* JOB *
Copy out each of the lines below that contains the word "boulder", treating case as significant.
-- RECORDS FOR THE TASK start --
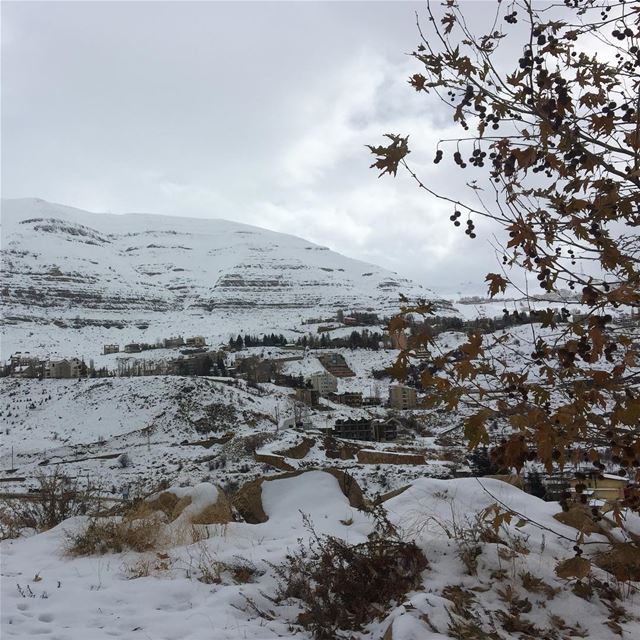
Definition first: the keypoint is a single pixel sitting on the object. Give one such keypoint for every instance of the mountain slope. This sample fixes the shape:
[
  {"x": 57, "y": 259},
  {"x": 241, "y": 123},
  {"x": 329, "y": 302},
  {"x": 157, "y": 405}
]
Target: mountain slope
[{"x": 61, "y": 264}]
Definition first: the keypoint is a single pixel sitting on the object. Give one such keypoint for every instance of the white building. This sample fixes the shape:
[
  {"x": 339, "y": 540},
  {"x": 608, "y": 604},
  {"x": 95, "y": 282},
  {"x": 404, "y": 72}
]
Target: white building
[{"x": 324, "y": 383}]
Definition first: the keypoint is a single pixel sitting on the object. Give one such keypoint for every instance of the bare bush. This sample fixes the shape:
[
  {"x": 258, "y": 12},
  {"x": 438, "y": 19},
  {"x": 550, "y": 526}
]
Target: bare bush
[
  {"x": 344, "y": 586},
  {"x": 114, "y": 535},
  {"x": 56, "y": 498}
]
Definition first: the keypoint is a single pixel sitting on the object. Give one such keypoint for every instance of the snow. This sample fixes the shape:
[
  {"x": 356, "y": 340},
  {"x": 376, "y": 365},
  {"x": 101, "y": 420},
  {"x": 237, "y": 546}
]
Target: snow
[
  {"x": 140, "y": 277},
  {"x": 96, "y": 597}
]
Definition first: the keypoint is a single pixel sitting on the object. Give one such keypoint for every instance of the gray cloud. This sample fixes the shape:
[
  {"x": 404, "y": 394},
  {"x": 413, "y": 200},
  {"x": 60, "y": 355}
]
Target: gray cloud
[{"x": 257, "y": 112}]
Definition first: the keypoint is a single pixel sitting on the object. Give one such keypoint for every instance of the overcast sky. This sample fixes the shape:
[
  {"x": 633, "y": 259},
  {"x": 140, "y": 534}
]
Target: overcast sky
[{"x": 256, "y": 112}]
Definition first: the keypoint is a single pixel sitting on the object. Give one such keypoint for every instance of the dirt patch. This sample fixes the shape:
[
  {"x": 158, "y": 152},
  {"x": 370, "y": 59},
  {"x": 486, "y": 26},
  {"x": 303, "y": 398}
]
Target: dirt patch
[
  {"x": 622, "y": 561},
  {"x": 391, "y": 494},
  {"x": 299, "y": 451},
  {"x": 218, "y": 513},
  {"x": 367, "y": 456},
  {"x": 274, "y": 460},
  {"x": 579, "y": 517}
]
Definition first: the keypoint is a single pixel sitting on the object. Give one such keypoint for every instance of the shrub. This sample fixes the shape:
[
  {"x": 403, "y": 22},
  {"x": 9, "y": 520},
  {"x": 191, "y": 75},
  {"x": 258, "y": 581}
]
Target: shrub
[
  {"x": 114, "y": 535},
  {"x": 344, "y": 586},
  {"x": 56, "y": 498}
]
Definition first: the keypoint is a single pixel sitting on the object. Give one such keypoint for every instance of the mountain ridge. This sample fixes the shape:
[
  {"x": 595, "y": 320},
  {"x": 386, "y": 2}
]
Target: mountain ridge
[{"x": 62, "y": 263}]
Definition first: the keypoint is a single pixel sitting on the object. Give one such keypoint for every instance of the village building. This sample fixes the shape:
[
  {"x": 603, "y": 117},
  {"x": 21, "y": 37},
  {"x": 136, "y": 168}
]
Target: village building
[
  {"x": 351, "y": 399},
  {"x": 64, "y": 368},
  {"x": 324, "y": 383},
  {"x": 199, "y": 364},
  {"x": 23, "y": 365},
  {"x": 286, "y": 380},
  {"x": 385, "y": 431},
  {"x": 353, "y": 429},
  {"x": 402, "y": 397},
  {"x": 602, "y": 486},
  {"x": 255, "y": 370},
  {"x": 173, "y": 342},
  {"x": 335, "y": 364},
  {"x": 308, "y": 396}
]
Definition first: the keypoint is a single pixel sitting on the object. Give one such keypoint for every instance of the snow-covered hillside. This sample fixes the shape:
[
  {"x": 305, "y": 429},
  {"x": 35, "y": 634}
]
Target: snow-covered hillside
[{"x": 139, "y": 277}]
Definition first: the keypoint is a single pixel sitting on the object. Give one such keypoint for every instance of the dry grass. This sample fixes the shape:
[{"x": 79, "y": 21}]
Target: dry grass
[
  {"x": 56, "y": 498},
  {"x": 345, "y": 586},
  {"x": 114, "y": 535}
]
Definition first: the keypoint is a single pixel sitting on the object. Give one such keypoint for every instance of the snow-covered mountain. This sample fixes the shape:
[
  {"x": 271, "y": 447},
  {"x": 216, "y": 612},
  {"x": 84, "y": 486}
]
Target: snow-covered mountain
[{"x": 66, "y": 267}]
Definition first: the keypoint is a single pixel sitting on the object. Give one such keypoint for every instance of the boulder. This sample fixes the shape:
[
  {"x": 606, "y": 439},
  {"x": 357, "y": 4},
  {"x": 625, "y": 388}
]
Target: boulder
[
  {"x": 248, "y": 499},
  {"x": 202, "y": 504}
]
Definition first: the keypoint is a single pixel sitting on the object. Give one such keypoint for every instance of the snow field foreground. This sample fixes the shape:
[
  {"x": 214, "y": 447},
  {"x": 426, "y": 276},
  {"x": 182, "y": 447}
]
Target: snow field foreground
[{"x": 512, "y": 593}]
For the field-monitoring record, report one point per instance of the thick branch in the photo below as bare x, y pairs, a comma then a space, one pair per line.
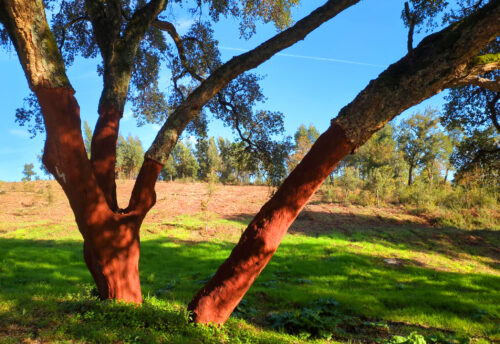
-- RECORDS FOR THE TASK end --
* SOLVED PROBLEM *
Definition first: the keypoint is a single pixel sitting on the object. Give one such keypoint for every instance of the boulder. This sample fixes the shape:
Target: boulder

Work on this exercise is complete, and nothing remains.